I recently did a "complete" Red Hat 7.1 install and notice that I don't have tcpdmatch or tcpdchk, even though when I do a rpm - q tcp_wrappers it shows tcp_wrappers-7.6-18 as being installed. I don't even have the man pages for those commands. tcpd seems to be installed, though.

Any ideas on what went wrong and how I can get tcpdmatch and tcpdchk installed?

Thanks!
 
Hi,







Well, according to the 'spec' file in the source rpm, they were removed because they referred to /etc/inetd.conf and redhat has been using xinetd instead of inetd for some time now. The following is the relevant bit of the spec file :







# XXX remove utilities that expect /etc/inetd.conf (#16059).



#install -m755 tcpdchk ${RPM_BUILD_ROOT}%{_sbindir}



#install -m755 tcpdmatch ${RPM_BUILD_ROOT}%{_sbindir}



rm -f ${RPM_BUILD_ROOT}%{_mandir}/man8/tcpdmatch.*



rm -f ${RPM_BUILD_ROOT}%{_mandir}/man8/tcpdchk.*






You could download the source from the author's site --> ftp://ftp.porcupine.org/pub/security/ and compile yourself but you'd come up against the same problem.

--- Task requirements ---
1. Answer these questions using the exchange about tcp_wrappers:
(a) Which tcp_wrappers package does the rpm query show as installed?
(b) According to the spec file, why were tcpdmatch and tcpdchk removed?
(c) From what address does the reply say the source can be downloaded?
2. For each statement, decide whether it agrees with the exchange about tcp_wrappers. Answer yes or no, and quote the words from the exchange that decide it.
(a) The install lacks the man pages for tcpdmatch and tcpdchk.
(b) The poster reports that tcpd is missing as well.
(c) Compiling from the author's source would get around the problem.

--- Provided material ---
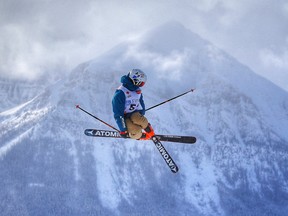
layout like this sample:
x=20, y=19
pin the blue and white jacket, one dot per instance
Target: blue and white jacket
x=127, y=100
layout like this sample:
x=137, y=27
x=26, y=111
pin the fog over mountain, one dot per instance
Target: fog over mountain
x=237, y=167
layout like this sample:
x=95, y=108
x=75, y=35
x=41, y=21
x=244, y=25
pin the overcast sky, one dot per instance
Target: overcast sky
x=37, y=36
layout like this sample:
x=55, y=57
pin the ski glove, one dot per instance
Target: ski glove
x=124, y=134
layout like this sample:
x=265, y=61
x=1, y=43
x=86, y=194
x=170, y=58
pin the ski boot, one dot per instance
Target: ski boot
x=148, y=133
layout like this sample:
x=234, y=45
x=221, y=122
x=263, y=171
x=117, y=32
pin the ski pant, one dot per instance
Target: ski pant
x=135, y=123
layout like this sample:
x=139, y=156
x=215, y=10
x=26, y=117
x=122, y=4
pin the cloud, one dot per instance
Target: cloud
x=46, y=36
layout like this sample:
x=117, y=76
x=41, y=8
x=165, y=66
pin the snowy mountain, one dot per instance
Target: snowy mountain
x=237, y=167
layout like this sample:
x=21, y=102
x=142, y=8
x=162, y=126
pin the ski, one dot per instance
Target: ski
x=164, y=138
x=165, y=155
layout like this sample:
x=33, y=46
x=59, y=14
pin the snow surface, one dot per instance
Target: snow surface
x=237, y=167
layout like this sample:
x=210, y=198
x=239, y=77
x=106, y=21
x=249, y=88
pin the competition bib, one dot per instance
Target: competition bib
x=132, y=102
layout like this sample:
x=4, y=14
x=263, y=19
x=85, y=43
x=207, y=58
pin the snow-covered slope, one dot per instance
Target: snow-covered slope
x=237, y=167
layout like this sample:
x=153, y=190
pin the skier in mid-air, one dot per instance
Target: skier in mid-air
x=129, y=108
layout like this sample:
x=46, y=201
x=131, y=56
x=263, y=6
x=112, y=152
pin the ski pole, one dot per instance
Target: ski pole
x=170, y=99
x=78, y=107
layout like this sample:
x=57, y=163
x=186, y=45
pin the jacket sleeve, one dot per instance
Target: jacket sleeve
x=118, y=105
x=142, y=104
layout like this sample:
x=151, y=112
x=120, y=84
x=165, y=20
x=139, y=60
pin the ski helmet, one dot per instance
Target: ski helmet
x=138, y=77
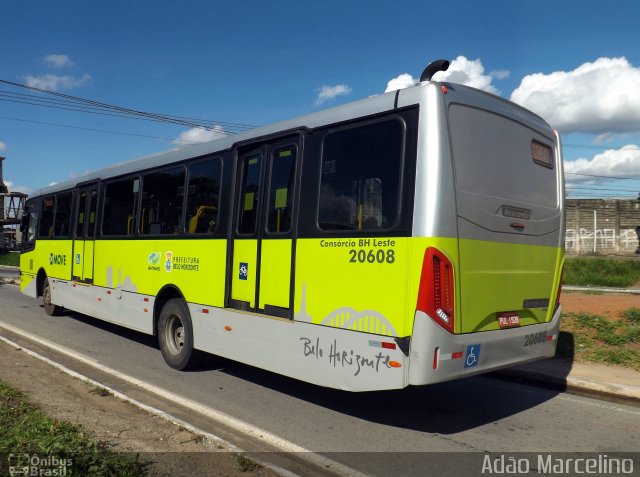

--- Full solutions ---
1.
(a) tcp_wrappers-7.6-18
(b) They referred to /etc/inetd.conf, and Red Hat has been using xinetd instead of inetd for some time.
(c) ftp://ftp.porcupine.org/pub/security/

2.
(a) Yes: "I don't even have the man pages for those commands."
(b) No: "tcpd seems to be installed, though."
(c) No: "but you'd come up against the same problem."